§ Extracted text:
+===+
I’m not talking here about romantic love, or love in the infantile
sense of being made happy, but what Martin Luther King
called “the love that does justice”, signifying the deliberate
cultivation of mutually reinforcing cycles of personal and systemic
change.

“The essence of love”, says the “Institute for the Study of Unlimited Love
at Case Western University, “is to affectively affirm as well as
unselfishly delight in the well being of others, and to engage in acts
of care and service on their behalf, without exception, in an enduring
and constant way.”

This is universal love, unconditional love, attached only to the equal and general welfare of the whole.

This is love that contains a radical equality-consciousness, a force that breaks down all distance and hierarchy.

This is a love that respects the
necessary self-empowerment of others, eschewing paternalism and
romanticism for relationships of truth and authenticity, even where
they move through phases of conflict and disagreement, as all do.

This is a love that encourages us to
live up to our social obligations as well our individual moral values,
connect our interior life worlds to public spaces, encourage collective
judgments and create open networks of self-reflective and critical
communication.
+===+
§ Information supplied:
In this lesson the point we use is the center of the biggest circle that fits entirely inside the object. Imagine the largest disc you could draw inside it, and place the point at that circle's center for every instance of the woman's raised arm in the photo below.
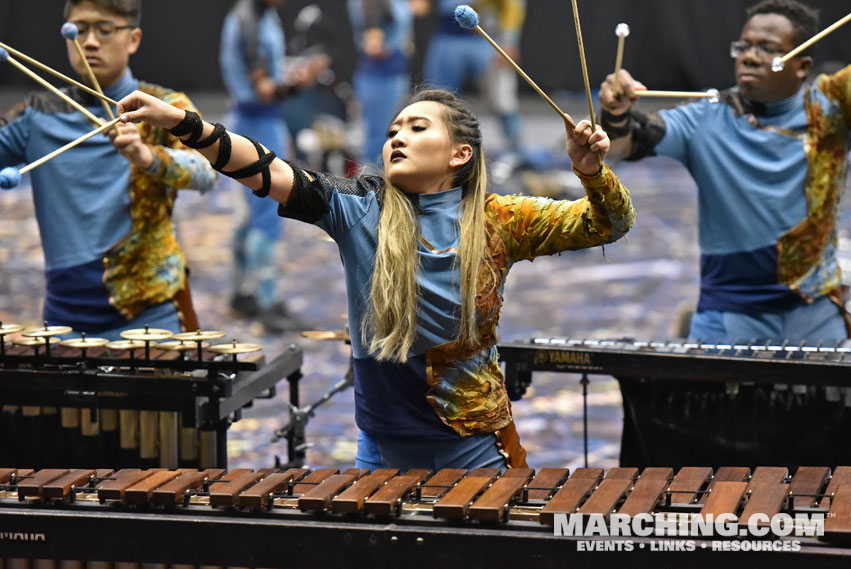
(230, 154)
+===+
§ Set of tasks:
1: In the passage on love, list each thing the described love encourages us to do.
2: According to the passage on love, which organization is quoted on the essence of love?

§ Responses for each task:
1:
- Live up to our social obligations as well as our individual moral values
- Connect our interior life worlds to public spaces
- Encourage collective judgments
- Create open networks of self-reflective and critical communication

2: The Institute for the Study of Unlimited Love at Case Western University.